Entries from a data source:
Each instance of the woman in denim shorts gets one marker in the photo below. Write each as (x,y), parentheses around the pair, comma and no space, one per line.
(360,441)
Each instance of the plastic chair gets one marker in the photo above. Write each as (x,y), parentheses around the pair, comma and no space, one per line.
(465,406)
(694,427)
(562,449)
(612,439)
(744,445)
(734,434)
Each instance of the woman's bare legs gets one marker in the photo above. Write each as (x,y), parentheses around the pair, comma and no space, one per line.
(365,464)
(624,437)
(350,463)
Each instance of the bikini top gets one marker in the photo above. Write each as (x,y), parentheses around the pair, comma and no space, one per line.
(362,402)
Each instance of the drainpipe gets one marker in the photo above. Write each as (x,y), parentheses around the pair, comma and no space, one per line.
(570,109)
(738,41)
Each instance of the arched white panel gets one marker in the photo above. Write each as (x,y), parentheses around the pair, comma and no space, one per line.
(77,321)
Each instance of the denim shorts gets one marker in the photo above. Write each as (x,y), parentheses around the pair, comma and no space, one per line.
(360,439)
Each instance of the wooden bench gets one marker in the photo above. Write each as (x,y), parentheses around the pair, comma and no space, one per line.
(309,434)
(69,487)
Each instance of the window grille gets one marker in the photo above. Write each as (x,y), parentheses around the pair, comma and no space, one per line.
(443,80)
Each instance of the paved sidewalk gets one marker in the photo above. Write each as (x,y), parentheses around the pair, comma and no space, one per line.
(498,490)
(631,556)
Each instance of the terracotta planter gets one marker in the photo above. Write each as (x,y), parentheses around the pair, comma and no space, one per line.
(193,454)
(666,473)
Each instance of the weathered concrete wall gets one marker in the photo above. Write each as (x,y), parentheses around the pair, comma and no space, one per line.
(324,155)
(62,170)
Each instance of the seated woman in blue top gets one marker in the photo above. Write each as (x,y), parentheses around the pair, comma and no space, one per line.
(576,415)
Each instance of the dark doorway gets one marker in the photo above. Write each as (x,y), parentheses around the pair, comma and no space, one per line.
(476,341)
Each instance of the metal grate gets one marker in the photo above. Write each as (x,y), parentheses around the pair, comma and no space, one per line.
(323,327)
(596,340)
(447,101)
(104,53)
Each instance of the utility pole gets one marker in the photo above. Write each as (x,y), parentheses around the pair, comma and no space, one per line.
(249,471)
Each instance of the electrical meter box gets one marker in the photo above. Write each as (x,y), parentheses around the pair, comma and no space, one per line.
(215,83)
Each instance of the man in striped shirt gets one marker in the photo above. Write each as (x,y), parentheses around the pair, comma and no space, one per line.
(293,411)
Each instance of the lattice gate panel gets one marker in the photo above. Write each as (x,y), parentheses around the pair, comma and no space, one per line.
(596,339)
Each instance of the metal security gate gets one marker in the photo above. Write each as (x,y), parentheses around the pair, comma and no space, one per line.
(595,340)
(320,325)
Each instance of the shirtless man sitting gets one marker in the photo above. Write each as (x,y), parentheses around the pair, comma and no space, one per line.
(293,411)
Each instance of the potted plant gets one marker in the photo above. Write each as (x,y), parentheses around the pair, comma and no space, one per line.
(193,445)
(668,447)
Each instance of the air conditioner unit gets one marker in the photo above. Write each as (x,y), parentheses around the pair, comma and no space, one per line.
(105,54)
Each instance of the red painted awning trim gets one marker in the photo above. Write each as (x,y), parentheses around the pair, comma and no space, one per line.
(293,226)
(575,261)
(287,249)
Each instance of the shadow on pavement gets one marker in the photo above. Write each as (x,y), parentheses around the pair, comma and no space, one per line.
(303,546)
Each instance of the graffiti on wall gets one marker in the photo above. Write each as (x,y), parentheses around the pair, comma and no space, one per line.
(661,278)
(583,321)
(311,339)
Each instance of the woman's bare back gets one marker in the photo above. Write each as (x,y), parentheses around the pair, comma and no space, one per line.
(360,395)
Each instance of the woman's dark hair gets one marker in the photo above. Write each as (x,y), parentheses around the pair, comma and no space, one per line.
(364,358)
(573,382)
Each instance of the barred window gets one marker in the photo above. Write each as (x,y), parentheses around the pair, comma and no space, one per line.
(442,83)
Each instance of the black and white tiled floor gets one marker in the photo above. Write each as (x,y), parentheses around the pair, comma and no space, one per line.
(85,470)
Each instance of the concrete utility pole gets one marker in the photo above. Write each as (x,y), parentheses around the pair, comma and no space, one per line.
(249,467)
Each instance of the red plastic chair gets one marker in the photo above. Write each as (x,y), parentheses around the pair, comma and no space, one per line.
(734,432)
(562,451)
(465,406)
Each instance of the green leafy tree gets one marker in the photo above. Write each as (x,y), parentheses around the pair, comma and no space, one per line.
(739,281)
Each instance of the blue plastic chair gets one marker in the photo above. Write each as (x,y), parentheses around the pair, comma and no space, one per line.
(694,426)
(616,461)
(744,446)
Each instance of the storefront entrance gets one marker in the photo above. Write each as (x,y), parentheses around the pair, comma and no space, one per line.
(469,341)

The problem =
Rename "storefront entrance" to "shop doorway" in everything from the line containing "Each instance of the blue" down to the last of the entries, leaving all else unchanged. Return only those lines.

Problem solution =
Each instance of the blue plastic chair gets one marker in the photo above. Write each as (x,y), parentheses around the pair, comma and no space, one per line.
(694,426)
(616,461)
(744,446)
Each instance of the shop doorway gets one marker in the photo above. Write each as (x,y), parentheses around the pair, comma and no space, one per line.
(469,341)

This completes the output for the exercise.